• [Objetivos]:
1 > Responde estas preguntas sobre el artículo acerca del efecto 2000:
(a) ¿Quién envió el aviso al dentista?
(b) ¿Entre qué fechas tiene que volver en avión desde Nueva York el tercer amigo?
(c) ¿Qué causó los problemas en el banco donde trabaja otro amigo?
2 > Enumera todas las preguntas que el dentista se plantea en el artículo sobre el efecto 2000.
3 > Sigue escribiendo el artículo sobre el efecto 2000 a partir de la última frase.

• [Fuente]:
☆ ☆ ☆

El dichoso "efecto 2000" XAVIER MORET
Hace tan sólo unas semanas, mi dentista, un tipo simpático donde los haya, recibió un aviso de la Generalitat que decía más o menos lo siguiente: "En vista de que su consulta no ha sido revisada para evitar las consecuencias del efecto 2000 nos vemos obligados a abrirle un expediente que puede derivarse en la clausura de la misma". El hombre empezó a pensar en cómo podía afectarle el dichoso efecto 2000. ¿Estallarían las muelas de los pacientes por culpa de su falta de previsión? ¿Habría una rebelión en masa de los instrumentos de dentista? ¿Se acabaría el mundo por su desidia? ¿Habría manifestaciones multitudinarias acusándolo de asesino? Mi dentista, afortunadamente, logró detener la terrible amenaza de expediente y clausura gracias a una serie de hábiles maniobras por los pasillos de la burocracia, pero cada vez que veo un anuncio sobre la campaña contra el efecto 2000 no puedo hacer menos que echarme a temblar. Y es que lo del efecto 2000 se está convirtiendo en el gran fenómeno abracadabrante de este fin de siglo. A falta de predicciones catastróficas a lo Nostradamus, dignas de un buen final de milenio que se precie, y a falta de los anuncios aciagos de plagas, guerras y desastres que caracterizaron el paso al año 1000, la llegada del próximo año se limita a acumular una serie de catastrofismos ligados de algún modo al estelar efecto 2000.
Un amigo que trabaja en la sanidad pública me comentaba el otro día que estará movilizado este fin de año. Al preguntarle por qué, la respuesta fue clara: "Por el efecto 2000". Otro amigo me dijo que habían tenido problemas en el banco donde trabaja. La culpa la tuvo, en este caso, un programa ideado por una lumbrera para prevenir el efecto en cuestión. Un tercer amigo, que tiene que volver en avión de Nueva York precisamente entre el 31 de diciembre y el 1 de enero, me explicaba su temor a que suceda algo en el avión por culpa del efecto 2000. "Pueden pararse todos los motores y descontrolarse los ordenadores de a bordo", suspiraba.

☆ ☆ ☆

• [Sección de datos]:
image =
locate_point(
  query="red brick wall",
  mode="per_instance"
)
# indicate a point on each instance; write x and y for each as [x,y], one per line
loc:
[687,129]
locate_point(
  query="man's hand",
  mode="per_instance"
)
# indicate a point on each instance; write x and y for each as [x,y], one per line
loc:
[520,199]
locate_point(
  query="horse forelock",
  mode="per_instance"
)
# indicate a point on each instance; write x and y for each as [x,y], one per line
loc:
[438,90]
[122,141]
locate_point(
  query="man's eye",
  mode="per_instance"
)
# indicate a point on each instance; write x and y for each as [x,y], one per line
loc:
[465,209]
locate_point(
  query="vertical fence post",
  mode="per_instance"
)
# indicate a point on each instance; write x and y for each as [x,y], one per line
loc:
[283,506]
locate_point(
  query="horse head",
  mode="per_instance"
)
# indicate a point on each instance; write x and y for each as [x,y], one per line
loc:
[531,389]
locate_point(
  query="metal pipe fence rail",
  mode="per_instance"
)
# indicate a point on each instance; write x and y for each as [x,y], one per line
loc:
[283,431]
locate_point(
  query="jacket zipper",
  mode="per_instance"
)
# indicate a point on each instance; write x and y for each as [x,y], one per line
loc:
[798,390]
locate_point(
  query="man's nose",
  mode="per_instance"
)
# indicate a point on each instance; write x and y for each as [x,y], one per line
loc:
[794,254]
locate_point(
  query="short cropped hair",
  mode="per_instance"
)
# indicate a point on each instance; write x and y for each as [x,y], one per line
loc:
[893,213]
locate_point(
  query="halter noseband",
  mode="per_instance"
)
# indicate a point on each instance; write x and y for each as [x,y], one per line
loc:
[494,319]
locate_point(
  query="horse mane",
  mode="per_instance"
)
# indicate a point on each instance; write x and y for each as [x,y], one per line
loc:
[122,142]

☆ ☆ ☆

• [En respuesta]:
1 >
(a) La Generalitat.
(b) Entre el 31 de diciembre y el 1 de enero.
(c) Un programa ideado por una lumbrera para prevenir el efecto 2000.

2 >
¿Estallarían las muelas de los pacientes por culpa de su falta de previsión?
¿Habría una rebelión en masa de los instrumentos de dentista?
¿Se acabaría el mundo por su desidia?
¿Habría manifestaciones multitudinarias acusándolo de asesino?

3 >
Parece, en fin, como si la principal misión del famoso efecto no fuera otra que fastidiar al prójimo y justificar de paso un gasto millonario en campañas preventivas que no hacen más que provocar fallos en cadena para evitar, curiosamente, que se produzcan otros fallos en cadena. En fin, locuras del fin de siglo.
Debo confesar, sin embargo, que hay un aspecto del efecto 2000 hacia el que experimento una cierta simpatía. En una sociedad que rinde un culto desmedido a la revolución informática, se plantea de pronto la absoluta idiotez de unos ordenadores que no son capaces de ejecutar algo tan fácil como es pasar del 99 al 00. Una operación que cualquier humano puede hacer sin ningún tipo de esfuerzo se convierte en el mundo de la informática en la amenaza de un caos sin precedentes. Y eso es precisamente lo que me cae bien del efecto 2000, que es una especie de plaga que, por una vez, pone al hombre delante de las máquinas. Mucha revolución informática, mucho Deep Blue que derrota a los campeones mundiales de ajedrez, pero al final fallan las sondas enviadas a Marte porque un ordenador confundió millas con kilómetros. Y llega el terror milenario del 2000 porque unos cuantos ordenadores se harán un lío a la hora de cambiar de dígitos y asimilar el cambio de año.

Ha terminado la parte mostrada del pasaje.